---- INPUT RECORDS

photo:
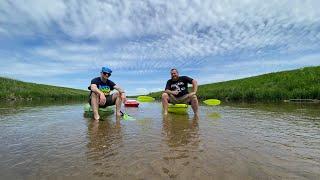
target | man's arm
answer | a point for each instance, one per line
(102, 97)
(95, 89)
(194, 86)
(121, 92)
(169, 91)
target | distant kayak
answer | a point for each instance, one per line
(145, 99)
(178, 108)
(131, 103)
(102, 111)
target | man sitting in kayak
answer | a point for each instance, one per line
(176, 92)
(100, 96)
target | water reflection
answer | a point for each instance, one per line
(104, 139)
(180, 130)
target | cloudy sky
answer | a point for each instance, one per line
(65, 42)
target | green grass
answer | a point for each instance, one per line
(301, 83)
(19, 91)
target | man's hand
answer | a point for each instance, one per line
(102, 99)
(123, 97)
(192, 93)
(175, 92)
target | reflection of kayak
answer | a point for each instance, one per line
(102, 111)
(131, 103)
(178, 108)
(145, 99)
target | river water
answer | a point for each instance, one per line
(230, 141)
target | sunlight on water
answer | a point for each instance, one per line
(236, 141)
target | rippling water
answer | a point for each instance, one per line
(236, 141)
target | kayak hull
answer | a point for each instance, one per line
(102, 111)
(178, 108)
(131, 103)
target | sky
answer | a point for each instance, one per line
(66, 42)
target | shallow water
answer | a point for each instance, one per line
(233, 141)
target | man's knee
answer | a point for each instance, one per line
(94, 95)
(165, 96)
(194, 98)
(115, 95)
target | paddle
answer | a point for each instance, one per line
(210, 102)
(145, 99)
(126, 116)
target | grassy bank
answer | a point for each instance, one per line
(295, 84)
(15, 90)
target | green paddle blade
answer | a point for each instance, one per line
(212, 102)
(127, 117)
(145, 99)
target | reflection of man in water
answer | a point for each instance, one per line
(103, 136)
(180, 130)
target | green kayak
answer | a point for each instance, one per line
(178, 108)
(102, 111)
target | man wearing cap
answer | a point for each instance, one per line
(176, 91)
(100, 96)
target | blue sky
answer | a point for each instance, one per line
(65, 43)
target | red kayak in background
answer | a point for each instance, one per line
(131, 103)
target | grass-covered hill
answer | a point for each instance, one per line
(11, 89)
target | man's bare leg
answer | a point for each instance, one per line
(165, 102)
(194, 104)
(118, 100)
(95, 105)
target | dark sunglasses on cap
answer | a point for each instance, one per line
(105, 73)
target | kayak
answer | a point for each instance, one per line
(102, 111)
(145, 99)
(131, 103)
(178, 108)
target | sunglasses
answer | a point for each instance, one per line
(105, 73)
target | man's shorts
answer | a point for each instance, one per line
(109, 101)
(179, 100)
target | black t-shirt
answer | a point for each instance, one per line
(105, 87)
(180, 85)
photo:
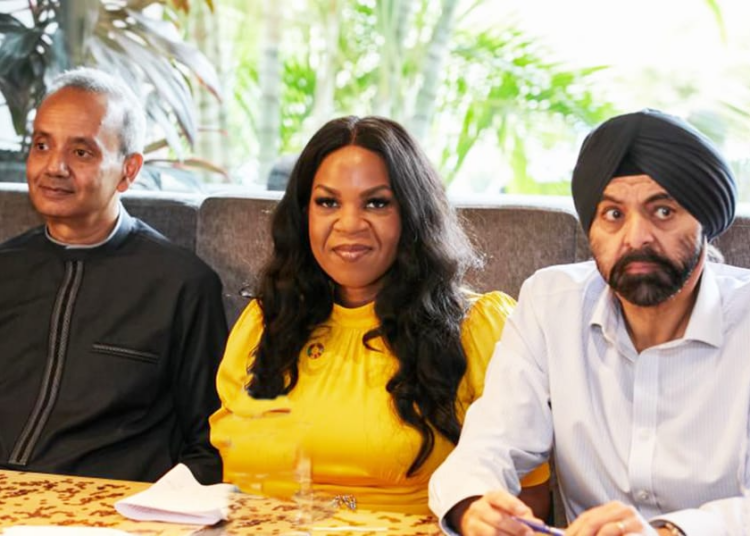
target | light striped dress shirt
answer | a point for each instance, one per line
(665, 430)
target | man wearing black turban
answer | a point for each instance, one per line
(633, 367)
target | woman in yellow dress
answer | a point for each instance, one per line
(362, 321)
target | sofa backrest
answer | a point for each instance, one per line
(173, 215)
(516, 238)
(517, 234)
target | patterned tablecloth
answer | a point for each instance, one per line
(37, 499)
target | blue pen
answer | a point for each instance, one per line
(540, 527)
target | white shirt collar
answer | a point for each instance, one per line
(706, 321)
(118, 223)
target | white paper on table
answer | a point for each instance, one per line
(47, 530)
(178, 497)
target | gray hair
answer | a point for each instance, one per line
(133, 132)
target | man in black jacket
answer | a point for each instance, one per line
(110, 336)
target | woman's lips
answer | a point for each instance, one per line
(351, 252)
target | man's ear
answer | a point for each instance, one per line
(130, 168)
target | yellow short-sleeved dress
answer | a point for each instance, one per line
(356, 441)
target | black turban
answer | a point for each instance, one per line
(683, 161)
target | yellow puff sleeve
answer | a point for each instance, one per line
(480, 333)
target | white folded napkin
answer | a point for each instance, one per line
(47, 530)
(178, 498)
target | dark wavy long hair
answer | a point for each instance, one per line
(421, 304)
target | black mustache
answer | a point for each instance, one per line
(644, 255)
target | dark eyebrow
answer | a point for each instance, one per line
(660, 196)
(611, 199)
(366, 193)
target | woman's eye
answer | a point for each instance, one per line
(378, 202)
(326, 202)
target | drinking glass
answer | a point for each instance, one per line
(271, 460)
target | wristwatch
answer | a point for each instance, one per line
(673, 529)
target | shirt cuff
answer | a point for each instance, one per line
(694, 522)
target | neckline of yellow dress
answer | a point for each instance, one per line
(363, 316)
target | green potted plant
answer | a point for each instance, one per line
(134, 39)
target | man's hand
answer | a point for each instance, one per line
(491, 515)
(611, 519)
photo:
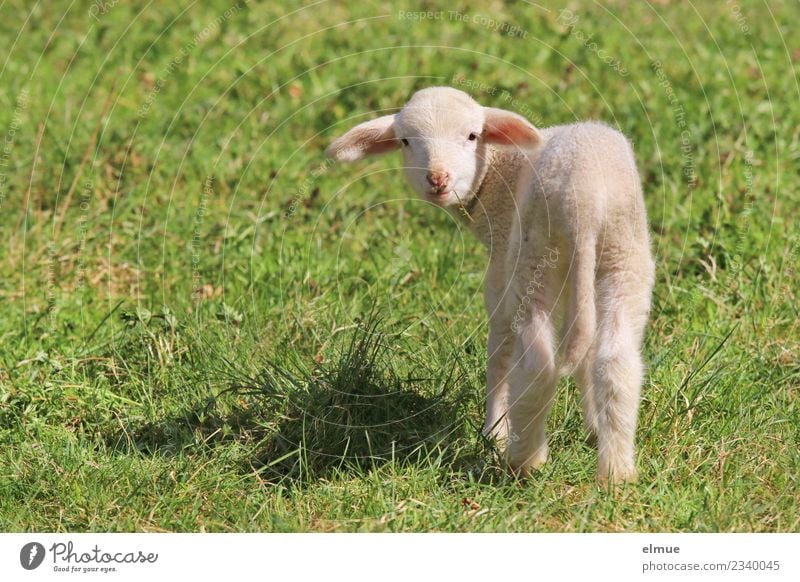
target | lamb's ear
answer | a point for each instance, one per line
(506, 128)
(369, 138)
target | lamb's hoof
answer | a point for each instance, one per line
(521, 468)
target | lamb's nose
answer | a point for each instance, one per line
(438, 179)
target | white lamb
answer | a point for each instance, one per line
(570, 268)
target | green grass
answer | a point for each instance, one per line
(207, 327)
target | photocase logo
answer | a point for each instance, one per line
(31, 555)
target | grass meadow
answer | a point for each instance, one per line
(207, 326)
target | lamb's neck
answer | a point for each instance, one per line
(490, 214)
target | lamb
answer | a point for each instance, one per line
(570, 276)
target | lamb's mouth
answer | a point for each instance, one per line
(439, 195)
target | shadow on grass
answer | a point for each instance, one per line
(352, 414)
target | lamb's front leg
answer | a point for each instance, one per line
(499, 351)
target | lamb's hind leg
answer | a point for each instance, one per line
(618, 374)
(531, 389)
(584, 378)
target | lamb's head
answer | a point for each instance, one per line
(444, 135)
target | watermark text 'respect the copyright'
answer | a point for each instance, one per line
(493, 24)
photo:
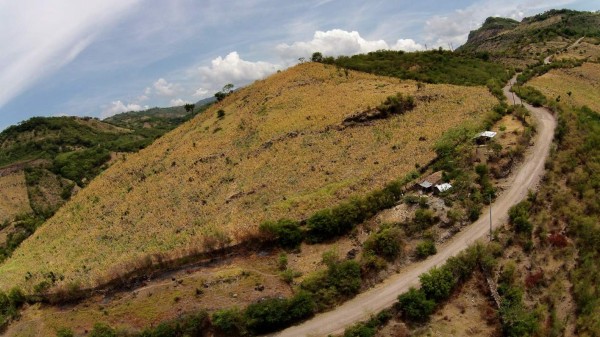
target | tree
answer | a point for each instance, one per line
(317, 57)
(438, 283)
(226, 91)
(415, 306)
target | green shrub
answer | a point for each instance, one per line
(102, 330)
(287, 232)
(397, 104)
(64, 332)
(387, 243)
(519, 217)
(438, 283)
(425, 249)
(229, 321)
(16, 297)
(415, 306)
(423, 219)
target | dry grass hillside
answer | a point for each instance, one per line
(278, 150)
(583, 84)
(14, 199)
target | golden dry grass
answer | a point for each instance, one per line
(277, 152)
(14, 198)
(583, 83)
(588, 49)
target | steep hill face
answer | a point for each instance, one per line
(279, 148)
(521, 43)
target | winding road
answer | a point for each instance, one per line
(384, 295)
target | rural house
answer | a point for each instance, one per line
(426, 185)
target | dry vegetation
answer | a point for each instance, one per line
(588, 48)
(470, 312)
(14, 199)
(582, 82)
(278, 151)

--------
---- INPUT RECORDS

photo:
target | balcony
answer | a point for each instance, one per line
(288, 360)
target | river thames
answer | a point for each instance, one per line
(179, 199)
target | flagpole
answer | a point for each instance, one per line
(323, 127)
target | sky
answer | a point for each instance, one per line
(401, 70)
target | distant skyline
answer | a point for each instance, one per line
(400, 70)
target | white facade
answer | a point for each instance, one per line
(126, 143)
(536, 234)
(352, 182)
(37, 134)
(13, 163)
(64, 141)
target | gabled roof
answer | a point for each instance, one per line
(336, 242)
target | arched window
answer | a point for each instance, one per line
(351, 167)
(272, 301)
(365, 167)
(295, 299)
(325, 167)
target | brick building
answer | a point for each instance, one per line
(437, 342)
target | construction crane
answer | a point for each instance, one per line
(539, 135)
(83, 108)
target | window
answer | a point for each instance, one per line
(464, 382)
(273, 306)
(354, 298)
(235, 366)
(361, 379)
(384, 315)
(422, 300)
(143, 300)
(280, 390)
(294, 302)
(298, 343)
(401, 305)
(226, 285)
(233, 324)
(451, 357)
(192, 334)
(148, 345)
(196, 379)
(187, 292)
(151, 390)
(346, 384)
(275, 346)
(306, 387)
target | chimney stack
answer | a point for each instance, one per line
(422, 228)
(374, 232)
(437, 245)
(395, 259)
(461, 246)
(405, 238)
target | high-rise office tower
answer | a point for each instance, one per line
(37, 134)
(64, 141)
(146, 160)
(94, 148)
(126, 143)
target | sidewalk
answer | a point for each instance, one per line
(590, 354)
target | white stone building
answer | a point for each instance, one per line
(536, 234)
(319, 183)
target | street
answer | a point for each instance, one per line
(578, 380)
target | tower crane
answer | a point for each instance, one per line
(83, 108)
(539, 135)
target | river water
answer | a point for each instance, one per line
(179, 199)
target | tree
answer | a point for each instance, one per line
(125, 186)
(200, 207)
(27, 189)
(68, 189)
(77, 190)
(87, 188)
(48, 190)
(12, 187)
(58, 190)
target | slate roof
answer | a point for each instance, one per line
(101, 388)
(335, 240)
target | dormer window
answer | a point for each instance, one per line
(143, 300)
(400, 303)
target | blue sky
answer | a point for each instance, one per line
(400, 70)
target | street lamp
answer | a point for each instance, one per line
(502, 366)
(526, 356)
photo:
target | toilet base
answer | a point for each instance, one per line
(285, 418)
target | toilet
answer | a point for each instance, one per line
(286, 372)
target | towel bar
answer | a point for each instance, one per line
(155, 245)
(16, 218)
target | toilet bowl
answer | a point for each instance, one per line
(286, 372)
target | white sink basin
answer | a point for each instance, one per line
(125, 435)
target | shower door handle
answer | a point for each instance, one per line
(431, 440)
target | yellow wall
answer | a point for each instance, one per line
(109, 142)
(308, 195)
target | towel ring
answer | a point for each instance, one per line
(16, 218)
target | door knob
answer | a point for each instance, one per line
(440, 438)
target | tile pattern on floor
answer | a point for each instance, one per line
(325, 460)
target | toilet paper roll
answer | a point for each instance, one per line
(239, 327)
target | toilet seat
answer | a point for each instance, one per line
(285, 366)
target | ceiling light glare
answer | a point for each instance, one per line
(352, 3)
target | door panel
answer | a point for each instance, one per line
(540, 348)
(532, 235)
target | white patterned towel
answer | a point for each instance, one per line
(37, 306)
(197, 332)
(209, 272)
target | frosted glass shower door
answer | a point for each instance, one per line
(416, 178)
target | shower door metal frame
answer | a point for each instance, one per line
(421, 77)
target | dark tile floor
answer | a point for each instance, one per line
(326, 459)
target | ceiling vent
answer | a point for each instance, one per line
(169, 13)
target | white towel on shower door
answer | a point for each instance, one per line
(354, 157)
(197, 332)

--------

What is the number of lines in the listing that include the word "black"? Give that number and nothing else.

* [SOLUTION FOR THIS EXERCISE]: 5